In a nutshell, Robo-FTP script files are useful for managing repeated and/or unattended file transfers from your PC to a remote FTP server and vice versa.

Script files are made up of one or more of the 100+ commands within the Robo-FTP script language. In essence, each line in a script consists of a command (e.g, SENDFILE) followed by one or more arguments that tells Robo-FTP what to do.

Basic script files may be produced with the Script File Wizard, or manually created using the Robo-EDIT Script File Editor (or any other text editor). Robo-FTP has toolbar buttons to launch the wizard and Robo-EDIT for this purpose.


Command Opcodes

Each command opcode tells Robo-FTP to perform a specific operation such as logging onto the FTP site, deleting a file, uploading a file to the site, etc. Typically script commands are ALL CAPS (e.g., SENDFILE vs. sendfile or SendFile) but this is only convention -- you may do as you please. Examples of command opcodes are shown below:

   FTPLOGOFF
   STOP


Command Arguments

Arguments to a command refine the operation for a very specific task (e.g. tell Robo-FTP specifically what file to upload). Robo-FTP command arguments will be one of the following types:

Alphanumeric arguments define file names and other character strings (e.g., text messages to be displayed to a user) and are always enclosed by single or double quotation marks. Examples of commands including alphanumeric arguments are shown below:

   SENDFILE "c:\My Data\Update Inventory.dbf"

▶ [Items]:
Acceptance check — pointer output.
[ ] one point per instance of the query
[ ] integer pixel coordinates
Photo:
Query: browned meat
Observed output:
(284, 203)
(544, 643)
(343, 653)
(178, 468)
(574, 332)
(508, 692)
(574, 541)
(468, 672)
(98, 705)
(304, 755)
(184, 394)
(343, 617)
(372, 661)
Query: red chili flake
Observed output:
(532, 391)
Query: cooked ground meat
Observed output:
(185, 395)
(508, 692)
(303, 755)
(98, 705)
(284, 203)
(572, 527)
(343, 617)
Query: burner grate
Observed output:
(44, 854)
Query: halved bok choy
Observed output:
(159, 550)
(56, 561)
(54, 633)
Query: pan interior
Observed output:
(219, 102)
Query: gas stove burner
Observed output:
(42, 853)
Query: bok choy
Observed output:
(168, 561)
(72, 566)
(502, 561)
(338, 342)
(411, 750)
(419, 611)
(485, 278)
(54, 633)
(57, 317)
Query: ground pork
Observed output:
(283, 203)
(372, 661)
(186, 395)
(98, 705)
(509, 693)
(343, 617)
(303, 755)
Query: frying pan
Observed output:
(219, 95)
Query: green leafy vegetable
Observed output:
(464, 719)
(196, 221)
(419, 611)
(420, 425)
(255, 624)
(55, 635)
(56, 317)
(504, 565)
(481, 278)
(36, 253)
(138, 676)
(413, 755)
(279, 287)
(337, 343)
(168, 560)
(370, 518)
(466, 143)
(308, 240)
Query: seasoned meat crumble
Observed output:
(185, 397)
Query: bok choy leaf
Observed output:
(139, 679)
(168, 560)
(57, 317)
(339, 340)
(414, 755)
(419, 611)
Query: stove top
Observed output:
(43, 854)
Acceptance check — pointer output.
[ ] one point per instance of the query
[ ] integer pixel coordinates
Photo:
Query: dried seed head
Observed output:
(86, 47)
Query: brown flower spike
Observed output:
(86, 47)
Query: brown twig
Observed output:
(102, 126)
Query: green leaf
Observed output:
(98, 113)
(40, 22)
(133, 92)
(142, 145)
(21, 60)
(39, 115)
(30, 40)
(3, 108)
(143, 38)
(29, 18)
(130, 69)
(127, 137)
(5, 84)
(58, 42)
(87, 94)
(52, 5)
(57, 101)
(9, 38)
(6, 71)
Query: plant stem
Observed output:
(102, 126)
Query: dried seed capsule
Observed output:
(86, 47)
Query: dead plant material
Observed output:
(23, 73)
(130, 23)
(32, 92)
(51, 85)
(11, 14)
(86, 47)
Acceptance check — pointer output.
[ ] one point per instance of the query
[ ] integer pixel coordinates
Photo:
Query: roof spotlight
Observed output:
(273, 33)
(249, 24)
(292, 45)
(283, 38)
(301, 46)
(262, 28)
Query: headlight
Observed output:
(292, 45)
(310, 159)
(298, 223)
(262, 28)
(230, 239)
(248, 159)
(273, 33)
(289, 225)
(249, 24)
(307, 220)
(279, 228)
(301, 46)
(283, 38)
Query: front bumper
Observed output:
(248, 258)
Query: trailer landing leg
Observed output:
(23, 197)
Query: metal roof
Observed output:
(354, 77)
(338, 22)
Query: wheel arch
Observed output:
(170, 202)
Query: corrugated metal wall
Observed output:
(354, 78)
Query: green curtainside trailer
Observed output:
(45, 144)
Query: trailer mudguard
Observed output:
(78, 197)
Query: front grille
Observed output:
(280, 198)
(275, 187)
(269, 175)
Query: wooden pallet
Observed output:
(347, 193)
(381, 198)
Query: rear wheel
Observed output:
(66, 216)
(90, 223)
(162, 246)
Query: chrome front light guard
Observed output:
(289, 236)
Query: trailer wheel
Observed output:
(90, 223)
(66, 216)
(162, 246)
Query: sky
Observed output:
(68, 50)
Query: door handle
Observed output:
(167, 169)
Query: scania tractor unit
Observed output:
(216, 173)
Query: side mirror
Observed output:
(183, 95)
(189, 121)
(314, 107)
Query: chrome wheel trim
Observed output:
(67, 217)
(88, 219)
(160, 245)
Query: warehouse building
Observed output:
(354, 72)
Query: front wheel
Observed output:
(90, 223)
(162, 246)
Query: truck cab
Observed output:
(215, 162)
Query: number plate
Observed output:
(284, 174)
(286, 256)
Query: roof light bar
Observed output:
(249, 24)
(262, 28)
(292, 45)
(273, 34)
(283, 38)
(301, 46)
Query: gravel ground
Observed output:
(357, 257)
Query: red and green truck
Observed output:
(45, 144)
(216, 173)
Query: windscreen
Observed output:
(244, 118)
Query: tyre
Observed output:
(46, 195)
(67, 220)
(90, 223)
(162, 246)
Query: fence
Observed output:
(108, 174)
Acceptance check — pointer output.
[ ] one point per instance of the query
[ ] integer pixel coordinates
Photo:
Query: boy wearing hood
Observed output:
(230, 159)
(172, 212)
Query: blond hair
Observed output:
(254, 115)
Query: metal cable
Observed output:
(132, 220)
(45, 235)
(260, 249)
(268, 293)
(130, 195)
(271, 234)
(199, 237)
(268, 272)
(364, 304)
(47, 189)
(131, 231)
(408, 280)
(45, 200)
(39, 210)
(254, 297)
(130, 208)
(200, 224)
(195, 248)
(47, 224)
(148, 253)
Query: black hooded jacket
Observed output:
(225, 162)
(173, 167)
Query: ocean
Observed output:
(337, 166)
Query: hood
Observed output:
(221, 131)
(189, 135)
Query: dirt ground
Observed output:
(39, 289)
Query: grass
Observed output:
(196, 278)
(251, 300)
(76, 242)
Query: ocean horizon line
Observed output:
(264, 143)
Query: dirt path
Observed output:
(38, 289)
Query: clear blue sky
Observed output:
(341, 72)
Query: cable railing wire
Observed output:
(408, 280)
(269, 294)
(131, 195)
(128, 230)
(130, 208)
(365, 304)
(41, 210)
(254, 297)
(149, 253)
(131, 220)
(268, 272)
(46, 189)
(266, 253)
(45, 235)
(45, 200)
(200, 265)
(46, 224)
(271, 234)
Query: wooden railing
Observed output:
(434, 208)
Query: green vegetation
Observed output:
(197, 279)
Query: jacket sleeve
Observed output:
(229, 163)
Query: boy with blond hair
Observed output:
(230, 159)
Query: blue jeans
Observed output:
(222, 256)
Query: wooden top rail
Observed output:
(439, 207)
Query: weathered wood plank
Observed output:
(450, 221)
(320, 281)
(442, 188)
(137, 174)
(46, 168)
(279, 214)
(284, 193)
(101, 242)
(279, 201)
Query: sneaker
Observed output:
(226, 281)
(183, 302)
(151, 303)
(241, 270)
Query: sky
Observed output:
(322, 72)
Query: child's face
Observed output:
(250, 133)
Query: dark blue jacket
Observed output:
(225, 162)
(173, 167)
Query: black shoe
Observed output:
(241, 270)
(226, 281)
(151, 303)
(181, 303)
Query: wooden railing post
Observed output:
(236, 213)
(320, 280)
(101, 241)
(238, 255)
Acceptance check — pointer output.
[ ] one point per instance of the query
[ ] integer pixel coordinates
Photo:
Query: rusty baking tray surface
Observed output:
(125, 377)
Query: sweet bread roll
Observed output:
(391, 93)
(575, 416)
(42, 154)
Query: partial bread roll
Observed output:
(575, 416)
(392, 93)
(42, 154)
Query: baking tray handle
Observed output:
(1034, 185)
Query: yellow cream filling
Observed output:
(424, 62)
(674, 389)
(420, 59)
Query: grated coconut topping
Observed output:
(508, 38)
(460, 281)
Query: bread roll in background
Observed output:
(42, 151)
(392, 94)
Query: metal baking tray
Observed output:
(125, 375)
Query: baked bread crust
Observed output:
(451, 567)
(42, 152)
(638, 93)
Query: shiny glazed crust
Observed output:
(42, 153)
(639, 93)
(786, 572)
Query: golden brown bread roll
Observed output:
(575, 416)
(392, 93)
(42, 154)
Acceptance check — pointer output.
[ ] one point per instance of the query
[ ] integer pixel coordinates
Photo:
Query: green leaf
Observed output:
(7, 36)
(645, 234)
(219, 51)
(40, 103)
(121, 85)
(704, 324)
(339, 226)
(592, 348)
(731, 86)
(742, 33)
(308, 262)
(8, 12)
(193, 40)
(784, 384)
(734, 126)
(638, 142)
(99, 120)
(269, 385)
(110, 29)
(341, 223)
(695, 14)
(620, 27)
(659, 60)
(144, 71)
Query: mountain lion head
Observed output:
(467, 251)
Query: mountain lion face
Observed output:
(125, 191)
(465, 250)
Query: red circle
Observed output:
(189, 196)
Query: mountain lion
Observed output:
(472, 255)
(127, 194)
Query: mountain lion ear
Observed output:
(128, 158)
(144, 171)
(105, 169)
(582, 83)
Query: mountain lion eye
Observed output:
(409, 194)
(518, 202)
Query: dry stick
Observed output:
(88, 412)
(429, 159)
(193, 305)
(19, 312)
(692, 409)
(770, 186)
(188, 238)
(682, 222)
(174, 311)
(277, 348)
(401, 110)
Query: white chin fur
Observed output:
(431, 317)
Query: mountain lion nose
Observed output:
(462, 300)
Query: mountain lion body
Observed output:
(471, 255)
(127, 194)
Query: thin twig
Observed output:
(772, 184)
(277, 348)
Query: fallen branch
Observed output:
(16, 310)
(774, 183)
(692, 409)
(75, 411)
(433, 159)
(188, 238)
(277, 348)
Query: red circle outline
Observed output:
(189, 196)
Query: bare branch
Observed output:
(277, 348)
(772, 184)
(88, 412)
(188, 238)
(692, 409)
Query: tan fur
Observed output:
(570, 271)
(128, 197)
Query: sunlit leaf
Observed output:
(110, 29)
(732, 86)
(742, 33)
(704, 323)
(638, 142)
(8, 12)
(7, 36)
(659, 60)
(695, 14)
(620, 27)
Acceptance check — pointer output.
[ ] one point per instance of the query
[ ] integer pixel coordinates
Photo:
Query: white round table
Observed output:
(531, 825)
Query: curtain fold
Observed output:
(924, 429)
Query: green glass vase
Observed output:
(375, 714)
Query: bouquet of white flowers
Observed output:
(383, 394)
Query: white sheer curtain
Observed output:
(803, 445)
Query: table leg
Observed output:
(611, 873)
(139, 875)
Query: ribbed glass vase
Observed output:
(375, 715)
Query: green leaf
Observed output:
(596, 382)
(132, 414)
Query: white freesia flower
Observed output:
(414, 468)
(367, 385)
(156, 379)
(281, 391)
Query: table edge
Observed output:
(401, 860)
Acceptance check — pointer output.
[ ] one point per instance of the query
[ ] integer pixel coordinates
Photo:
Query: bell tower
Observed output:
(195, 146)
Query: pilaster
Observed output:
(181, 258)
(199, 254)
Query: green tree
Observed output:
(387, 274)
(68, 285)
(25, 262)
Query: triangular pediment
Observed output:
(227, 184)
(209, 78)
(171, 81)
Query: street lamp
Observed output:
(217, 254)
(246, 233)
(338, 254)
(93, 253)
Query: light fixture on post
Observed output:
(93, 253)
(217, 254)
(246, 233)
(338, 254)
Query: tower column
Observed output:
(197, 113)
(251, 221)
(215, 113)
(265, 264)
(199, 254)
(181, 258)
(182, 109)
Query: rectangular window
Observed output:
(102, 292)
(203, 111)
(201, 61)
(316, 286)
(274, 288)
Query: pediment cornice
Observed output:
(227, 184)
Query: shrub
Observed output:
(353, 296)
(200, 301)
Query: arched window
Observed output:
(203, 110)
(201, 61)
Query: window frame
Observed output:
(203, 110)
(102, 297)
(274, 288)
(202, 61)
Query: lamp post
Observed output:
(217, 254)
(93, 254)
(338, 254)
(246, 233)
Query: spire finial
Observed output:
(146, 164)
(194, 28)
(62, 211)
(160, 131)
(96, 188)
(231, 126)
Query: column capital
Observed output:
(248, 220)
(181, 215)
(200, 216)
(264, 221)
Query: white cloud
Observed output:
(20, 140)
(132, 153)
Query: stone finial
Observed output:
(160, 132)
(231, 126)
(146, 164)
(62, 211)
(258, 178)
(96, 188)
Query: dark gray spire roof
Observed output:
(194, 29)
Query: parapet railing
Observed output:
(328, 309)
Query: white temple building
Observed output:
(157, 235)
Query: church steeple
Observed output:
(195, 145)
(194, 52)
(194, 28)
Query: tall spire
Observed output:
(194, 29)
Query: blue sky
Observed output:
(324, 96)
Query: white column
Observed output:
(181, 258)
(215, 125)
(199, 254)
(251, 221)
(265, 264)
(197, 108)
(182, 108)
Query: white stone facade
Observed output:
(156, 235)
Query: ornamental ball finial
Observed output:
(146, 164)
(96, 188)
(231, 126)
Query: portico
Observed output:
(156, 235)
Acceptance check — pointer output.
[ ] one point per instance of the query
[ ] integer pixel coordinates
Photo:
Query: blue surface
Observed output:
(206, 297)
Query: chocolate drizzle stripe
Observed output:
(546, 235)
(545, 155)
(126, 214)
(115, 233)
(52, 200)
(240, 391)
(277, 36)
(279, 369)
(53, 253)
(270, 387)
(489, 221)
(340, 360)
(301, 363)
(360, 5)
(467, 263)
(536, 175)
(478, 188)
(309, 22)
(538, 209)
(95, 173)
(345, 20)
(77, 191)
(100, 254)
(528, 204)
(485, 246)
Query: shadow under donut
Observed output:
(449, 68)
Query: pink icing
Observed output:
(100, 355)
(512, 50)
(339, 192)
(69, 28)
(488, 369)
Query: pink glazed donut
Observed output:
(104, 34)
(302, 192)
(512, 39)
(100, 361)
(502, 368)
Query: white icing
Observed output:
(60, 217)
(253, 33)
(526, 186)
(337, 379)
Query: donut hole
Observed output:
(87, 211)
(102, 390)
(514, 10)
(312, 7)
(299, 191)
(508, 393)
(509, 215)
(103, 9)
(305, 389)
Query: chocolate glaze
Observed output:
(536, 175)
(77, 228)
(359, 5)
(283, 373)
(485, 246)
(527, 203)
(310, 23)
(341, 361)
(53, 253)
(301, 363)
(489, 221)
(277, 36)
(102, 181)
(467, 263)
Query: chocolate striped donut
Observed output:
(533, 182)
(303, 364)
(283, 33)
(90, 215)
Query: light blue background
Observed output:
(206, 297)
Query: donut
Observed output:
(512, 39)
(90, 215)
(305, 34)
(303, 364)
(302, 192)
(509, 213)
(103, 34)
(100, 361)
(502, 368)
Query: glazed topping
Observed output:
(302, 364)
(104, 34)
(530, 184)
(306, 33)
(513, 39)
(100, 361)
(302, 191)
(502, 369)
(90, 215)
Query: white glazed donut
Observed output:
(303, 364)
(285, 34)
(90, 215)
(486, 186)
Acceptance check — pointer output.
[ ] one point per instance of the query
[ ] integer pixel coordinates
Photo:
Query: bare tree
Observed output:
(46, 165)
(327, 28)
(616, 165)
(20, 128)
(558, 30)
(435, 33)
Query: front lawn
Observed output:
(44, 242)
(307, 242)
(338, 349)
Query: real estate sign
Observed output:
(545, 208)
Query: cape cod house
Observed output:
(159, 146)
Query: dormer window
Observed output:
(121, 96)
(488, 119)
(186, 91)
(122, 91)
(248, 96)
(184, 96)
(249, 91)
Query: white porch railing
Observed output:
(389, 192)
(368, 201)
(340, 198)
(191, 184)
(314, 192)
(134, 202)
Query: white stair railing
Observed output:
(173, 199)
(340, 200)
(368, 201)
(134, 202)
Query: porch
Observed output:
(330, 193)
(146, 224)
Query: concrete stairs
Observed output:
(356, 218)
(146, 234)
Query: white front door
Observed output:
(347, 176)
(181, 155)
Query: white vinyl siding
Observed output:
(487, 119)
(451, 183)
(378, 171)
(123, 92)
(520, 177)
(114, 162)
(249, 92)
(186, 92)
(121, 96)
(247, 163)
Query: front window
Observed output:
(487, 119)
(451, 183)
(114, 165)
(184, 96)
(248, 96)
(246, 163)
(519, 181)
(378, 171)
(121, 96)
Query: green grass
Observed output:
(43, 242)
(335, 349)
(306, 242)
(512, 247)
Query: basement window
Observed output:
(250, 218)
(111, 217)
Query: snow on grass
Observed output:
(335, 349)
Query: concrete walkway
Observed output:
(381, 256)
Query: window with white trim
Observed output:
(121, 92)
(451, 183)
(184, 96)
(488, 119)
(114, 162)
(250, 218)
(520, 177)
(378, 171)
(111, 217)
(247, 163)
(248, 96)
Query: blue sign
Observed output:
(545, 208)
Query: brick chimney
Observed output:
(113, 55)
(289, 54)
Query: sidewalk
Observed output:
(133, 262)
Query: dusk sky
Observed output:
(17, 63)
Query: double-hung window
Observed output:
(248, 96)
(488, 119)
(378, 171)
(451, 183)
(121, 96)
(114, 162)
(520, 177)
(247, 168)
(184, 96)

▶ [Required task]: The Robo-FTP scripting text says script commands are usually written in all capitals. Why does it say you don't have to write them that way?

▶ [Right answer]: All capitals is only a convention, so you may do as you please. For example, SENDFILE could be written as sendfile or SendFile.